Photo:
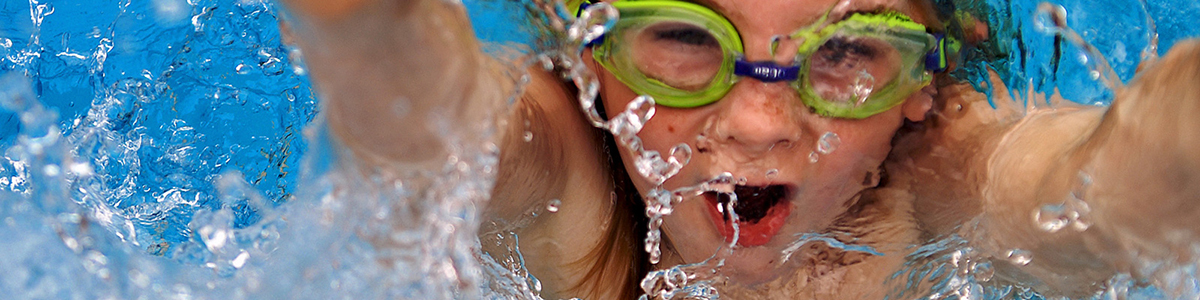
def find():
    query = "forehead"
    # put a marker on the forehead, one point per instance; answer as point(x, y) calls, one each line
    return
point(793, 13)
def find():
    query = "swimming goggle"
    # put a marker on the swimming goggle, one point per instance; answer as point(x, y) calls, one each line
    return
point(688, 55)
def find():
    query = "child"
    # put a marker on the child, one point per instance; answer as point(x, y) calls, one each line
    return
point(805, 144)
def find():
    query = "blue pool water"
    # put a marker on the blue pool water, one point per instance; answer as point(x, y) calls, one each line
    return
point(157, 149)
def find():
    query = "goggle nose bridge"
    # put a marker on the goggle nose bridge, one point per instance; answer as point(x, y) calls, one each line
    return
point(766, 71)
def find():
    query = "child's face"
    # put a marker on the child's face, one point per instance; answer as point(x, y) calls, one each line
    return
point(762, 132)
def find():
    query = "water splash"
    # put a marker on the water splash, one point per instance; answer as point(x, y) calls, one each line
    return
point(829, 239)
point(1051, 18)
point(1072, 211)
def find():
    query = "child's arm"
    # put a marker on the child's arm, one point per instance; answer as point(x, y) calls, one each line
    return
point(395, 76)
point(1134, 168)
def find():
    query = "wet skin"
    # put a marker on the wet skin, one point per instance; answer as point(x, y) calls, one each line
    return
point(759, 127)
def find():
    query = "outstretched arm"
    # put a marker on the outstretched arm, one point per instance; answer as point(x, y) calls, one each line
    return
point(1083, 192)
point(395, 76)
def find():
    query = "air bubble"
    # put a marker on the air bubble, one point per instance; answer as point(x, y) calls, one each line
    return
point(1051, 217)
point(864, 84)
point(828, 143)
point(1019, 257)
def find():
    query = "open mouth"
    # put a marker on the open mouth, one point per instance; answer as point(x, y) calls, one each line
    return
point(761, 213)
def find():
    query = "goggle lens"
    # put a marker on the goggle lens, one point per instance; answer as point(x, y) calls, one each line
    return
point(847, 69)
point(677, 54)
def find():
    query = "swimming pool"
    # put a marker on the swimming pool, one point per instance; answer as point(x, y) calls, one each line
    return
point(159, 149)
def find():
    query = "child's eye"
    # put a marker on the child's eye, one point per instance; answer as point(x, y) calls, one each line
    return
point(691, 36)
point(845, 52)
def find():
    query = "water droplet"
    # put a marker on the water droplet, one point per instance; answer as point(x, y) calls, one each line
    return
point(864, 84)
point(238, 262)
point(52, 169)
point(828, 143)
point(983, 271)
point(1019, 257)
point(81, 168)
point(1051, 217)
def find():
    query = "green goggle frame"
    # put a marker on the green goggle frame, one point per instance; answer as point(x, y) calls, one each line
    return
point(915, 55)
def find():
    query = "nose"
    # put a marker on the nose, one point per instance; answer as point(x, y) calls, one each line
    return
point(759, 118)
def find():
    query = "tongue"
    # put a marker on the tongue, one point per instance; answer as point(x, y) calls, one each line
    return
point(766, 209)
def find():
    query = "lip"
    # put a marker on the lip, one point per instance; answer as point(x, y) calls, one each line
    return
point(751, 234)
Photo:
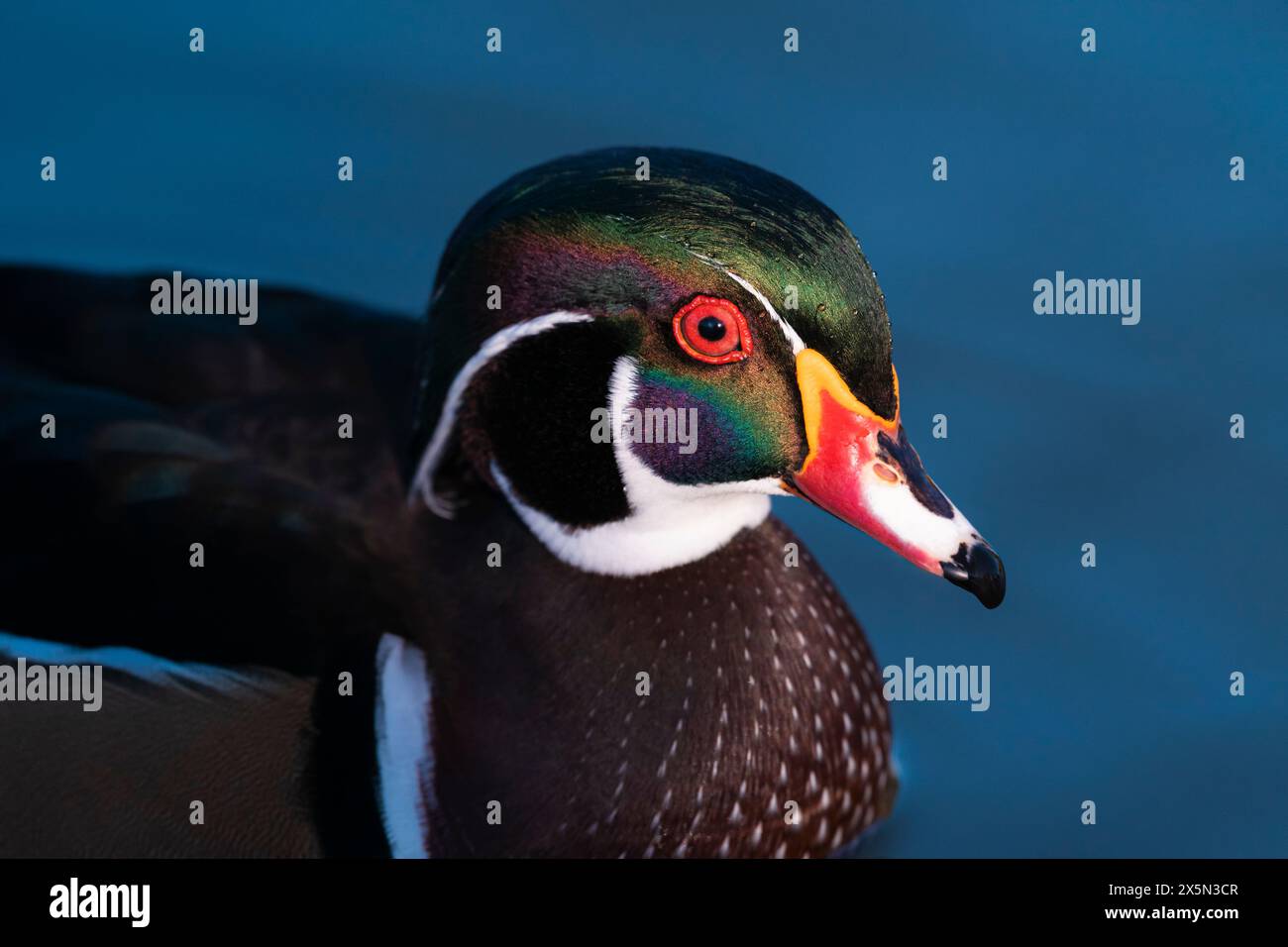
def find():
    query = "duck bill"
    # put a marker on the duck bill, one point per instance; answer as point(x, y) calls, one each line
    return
########
→ WRITTEN INSTRUCTION
Render the listing above as a Markdown table with two columns, "Index" for the row number and "Content" for the line, leaving out blank lines. Keep the pictures out of the table.

→ WRITTEN ANSWER
| Index | Content |
|---|---|
| 1 | Photo: |
| 2 | def find(): |
| 3 |     query = "forehead" |
| 4 |     # put a marker on the forehead, one point per instance; answer as point(x, y) calls, one each line |
| 5 |     return |
| 6 | point(793, 13) |
| 7 | def find(): |
| 8 |     query = "swimming goggle" |
| 9 |     # put a marker on the swimming goggle, one point per instance; answer as point(x, y) calls, one each line |
| 10 |     return |
| 11 | point(688, 55) |
| 12 | def find(): |
| 13 |     query = "child" |
| 14 |     # put a marker on the child, one point per instance; answer as point(x, y) calls, one each line |
| 15 |     return |
| 16 | point(805, 144) |
| 17 | def find(): |
| 18 |     query = "blue pool water" |
| 19 |     # put a marker on the blue pool water, one point per instance; answer as point(x, y) calls, one each line |
| 20 |     return |
| 21 | point(157, 149) |
| 22 | def find(): |
| 23 |     query = "goggle nose bridge" |
| 24 |     # put a marker on the goggle nose bridge, one point per instance; answer as point(x, y) calls, one each line |
| 25 |     return |
| 26 | point(766, 71) |
| 27 | def find(): |
| 28 |     query = "child's face" |
| 29 |     # put a marker on the child's face, one point per instance; answer as point(x, y) calls, one each line |
| 30 |     return |
| 31 | point(762, 132) |
| 32 | def find(): |
| 33 |     query = "water splash" |
| 34 |     # put a marker on the water splash, one point per instance; answer as point(x, y) calls, one each line |
| 35 |     return |
| 36 | point(829, 239) |
| 37 | point(1051, 18) |
| 38 | point(1072, 211) |
| 39 | def find(): |
| 40 |     query = "child's arm" |
| 41 |     # put a marker on the child's arm, one point per instance; answer as point(x, y) calls, one each line |
| 42 |     return |
| 43 | point(395, 76) |
| 44 | point(1134, 168) |
| 45 | def find(): |
| 46 |     query = "wet skin" |
| 47 |     # put a marker on the wet skin, one point per instance; answer as point(x, y) calls, one each line |
| 48 |     return |
| 49 | point(759, 127) |
| 50 | def find(): |
| 51 |     query = "outstretched arm" |
| 52 |     # put a marker on the outstretched arm, one point per instance; answer as point(x, y) calls, one each line |
| 53 |     return |
| 54 | point(1083, 192) |
| 55 | point(395, 76) |
| 56 | def find(): |
| 57 |     query = "air bubble" |
| 58 |     # put a marker on the air bubble, one point per instance; answer as point(x, y) calls, one each line |
| 59 |     return |
| 60 | point(1051, 217) |
| 61 | point(864, 84) |
| 62 | point(828, 143) |
| 63 | point(1019, 257) |
| 64 | def find(): |
| 65 |     query = "open mouth" |
| 66 |     # put a marker on the open mouth, one point per instance; answer as point(x, y) calls, one each line |
| 67 |     return |
| 68 | point(761, 213) |
| 69 | def find(): |
| 70 |     query = "goggle lens" |
| 71 |     # put a marker on the goggle lens, one point per instance; answer as point(x, y) calls, one each line |
| 72 |     return |
| 73 | point(847, 69) |
| 74 | point(677, 54) |
| 75 | def find(): |
| 76 |     query = "swimming pool" |
| 77 |     # put a marker on the swimming pool, one point per instance; answer as point(x, y) calls, one each line |
| 78 |     return |
| 79 | point(159, 149) |
| 80 | def find(): |
| 81 |     query = "child's eye" |
| 82 |     # put a marker on the child's eye, one point per instance; answer as point(x, y) calls, one each line |
| 83 |     return |
| 84 | point(691, 36) |
| 85 | point(845, 52) |
| 86 | def find(): |
| 87 |     query = "water droplet" |
| 88 |     # put a marker on the water droplet, one point per instance; answer as point(x, y) calls, one each line |
| 89 |     return |
| 90 | point(864, 84) |
| 91 | point(238, 262) |
| 92 | point(52, 169) |
| 93 | point(828, 143) |
| 94 | point(983, 271) |
| 95 | point(1019, 257) |
| 96 | point(81, 168) |
| 97 | point(1051, 217) |
| 98 | def find(): |
| 99 |     query = "green goggle frame" |
| 100 |     # put a marker on the green goggle frame, one point per instance; answer as point(x, y) calls, one each line |
| 101 |     return |
| 102 | point(915, 55) |
| 103 | def find(): |
| 104 |     query = "nose" |
| 105 |     # put a marker on the nose, one point per instance; answer as point(x, y) calls, one each line |
| 106 |     return |
| 107 | point(759, 118) |
| 108 | def find(): |
| 109 |     query = "tongue" |
| 110 |     # put a marker on the tongue, one point per instance; answer as point(x, y) calls, one each line |
| 111 |     return |
| 112 | point(766, 209) |
| 113 | def find(): |
| 114 |     query = "lip" |
| 115 |     # put a marker on the lip, one point per instance; answer as point(x, y) calls, one each line |
| 116 |     return |
| 117 | point(751, 234) |
| 118 | Photo: |
| 119 | def find(): |
| 120 |     query = "duck bill" |
| 121 |     # put a marker on the duck bill, one point per instance; answer as point(x, y) calls, one each line |
| 122 |     return |